MIKE G: I expect the opposite. Appraisers are an essential service and this is our opportunity to rise to the occasion as a profession and remind stakeholders of why we are essential.
DEANA: There will be many changes in the economy that will have an impact on our profession. There will be job losses, relationship breakdowns and mortgage defaults, and perhaps even more demand for higher risk loans. Appraisers who may have previously had AMCs or financial institutions as their primary clients need to ensure that they have the knowledge and experience in completing assignments with the intended use other than first mortgage financing. Substantially more detail and extensive analysis is required for appraisals with the intended use of second or third mortgage financing, private lenders, foreclosure or divorce/separation.
MIKE K: While business volumes may have declined in the short-term, we are hopeful that our client base will require our services once the pandemic is over. Nevertheless, this could have the potential for long-term repercussions for some businesses that have not adapted to new technology and areas of service offered.
Q. If you could share one piece of advice with other appraisers trying to cope with this situation, what would that advice be?

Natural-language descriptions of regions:
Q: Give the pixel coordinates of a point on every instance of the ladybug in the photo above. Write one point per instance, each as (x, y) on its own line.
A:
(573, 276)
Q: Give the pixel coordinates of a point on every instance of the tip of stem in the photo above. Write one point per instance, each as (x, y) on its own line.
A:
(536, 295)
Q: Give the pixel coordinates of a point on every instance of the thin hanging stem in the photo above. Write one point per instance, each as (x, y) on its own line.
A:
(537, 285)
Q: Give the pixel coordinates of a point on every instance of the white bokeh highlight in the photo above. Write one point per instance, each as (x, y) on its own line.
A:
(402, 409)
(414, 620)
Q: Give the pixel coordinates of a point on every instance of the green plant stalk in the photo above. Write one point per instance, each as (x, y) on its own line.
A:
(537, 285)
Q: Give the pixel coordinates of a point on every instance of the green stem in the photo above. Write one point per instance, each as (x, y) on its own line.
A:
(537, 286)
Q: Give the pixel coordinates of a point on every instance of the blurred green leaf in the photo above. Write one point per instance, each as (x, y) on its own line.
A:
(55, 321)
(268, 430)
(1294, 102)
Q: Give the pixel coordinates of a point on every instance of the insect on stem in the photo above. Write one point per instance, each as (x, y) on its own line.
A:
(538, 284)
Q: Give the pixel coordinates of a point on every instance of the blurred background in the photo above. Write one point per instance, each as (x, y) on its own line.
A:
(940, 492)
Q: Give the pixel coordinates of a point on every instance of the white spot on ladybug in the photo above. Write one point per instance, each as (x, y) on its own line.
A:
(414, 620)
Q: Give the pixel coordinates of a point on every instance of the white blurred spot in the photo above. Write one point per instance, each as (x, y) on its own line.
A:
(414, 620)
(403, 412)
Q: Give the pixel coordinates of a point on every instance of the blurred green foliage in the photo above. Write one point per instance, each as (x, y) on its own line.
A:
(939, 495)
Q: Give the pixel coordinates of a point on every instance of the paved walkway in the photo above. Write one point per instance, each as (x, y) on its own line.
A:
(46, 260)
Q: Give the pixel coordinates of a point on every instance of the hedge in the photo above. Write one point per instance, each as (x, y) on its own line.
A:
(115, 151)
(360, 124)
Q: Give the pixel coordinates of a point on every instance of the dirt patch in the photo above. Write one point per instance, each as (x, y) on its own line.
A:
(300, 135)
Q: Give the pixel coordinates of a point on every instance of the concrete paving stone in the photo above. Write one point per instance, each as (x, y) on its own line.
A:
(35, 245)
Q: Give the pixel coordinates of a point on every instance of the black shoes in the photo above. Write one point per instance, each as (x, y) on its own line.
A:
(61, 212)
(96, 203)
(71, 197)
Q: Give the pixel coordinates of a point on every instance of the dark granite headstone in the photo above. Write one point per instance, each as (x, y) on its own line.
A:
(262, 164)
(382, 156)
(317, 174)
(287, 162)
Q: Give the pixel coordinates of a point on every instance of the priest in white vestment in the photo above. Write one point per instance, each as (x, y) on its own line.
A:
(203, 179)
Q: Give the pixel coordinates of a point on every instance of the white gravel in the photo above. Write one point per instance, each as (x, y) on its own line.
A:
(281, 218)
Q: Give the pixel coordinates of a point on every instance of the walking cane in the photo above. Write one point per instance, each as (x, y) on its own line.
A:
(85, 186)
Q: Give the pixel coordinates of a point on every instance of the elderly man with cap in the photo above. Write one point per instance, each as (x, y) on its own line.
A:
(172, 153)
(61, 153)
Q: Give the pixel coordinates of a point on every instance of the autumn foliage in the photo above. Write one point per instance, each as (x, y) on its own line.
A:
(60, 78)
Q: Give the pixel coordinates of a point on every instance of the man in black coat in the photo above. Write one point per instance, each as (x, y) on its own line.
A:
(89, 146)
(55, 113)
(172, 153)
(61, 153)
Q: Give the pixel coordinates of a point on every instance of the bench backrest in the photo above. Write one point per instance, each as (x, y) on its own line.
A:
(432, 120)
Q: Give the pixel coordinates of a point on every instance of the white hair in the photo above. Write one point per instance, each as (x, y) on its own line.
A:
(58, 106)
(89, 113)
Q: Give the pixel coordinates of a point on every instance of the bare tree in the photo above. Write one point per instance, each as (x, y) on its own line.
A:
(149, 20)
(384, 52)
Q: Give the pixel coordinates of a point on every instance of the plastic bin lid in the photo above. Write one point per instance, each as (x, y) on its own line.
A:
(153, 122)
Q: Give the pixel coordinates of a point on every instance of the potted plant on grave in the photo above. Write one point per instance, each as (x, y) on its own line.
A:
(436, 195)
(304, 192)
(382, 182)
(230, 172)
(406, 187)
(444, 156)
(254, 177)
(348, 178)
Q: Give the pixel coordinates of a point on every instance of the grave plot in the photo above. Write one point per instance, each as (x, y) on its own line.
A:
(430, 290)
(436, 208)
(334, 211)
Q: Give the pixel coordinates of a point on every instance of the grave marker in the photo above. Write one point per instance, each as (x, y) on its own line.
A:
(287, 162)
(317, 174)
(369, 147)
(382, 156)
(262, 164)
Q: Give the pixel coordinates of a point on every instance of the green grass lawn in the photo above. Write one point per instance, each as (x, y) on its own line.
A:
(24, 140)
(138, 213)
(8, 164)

> [Activity]
Continue the appraiser interview about the pandemic from its final line.

> [Answer to the exercise]
CLAUDIO: Appraisers are no different than other professions. Those who were able to pause and isolate because they were financially able to do so did. Those who had the clientele that respected and valued their opinion had an easier time than those who were threatened with the loss of income and perhaps their place on an approved list. Some appraisers had to make difficult decisions involving risk to their personal or financial health. That is a terrible position to be put in. Fortunately, through the support and leadership of AIC National, this was quickly addressed. Hopefully, this was an eye opener. Choose clients that respect you and the value you add to the process. Do not undervalue yourself or your profession.
LEIGH: The appraisal profession post-Covid-19 will be much different than pre-pandemic times. It will be important to keep pace with industry innovations and other changes that are coming.
DAN: Be patient and do not simply look in the rear view mirror. Looking ahead and into future integrations of your business is key to being relevant.
ADAM: It is important to be cautiously optimistic. If you have been working long hours leading up to this time, try to take the slowdown as an opportunity to reflect on how to improve your processes, so that when things get busier, you are ready to take on your work in a better way.
MIKE G: Tune out the noise and base your management decisions and strategies on facts from reputable sources.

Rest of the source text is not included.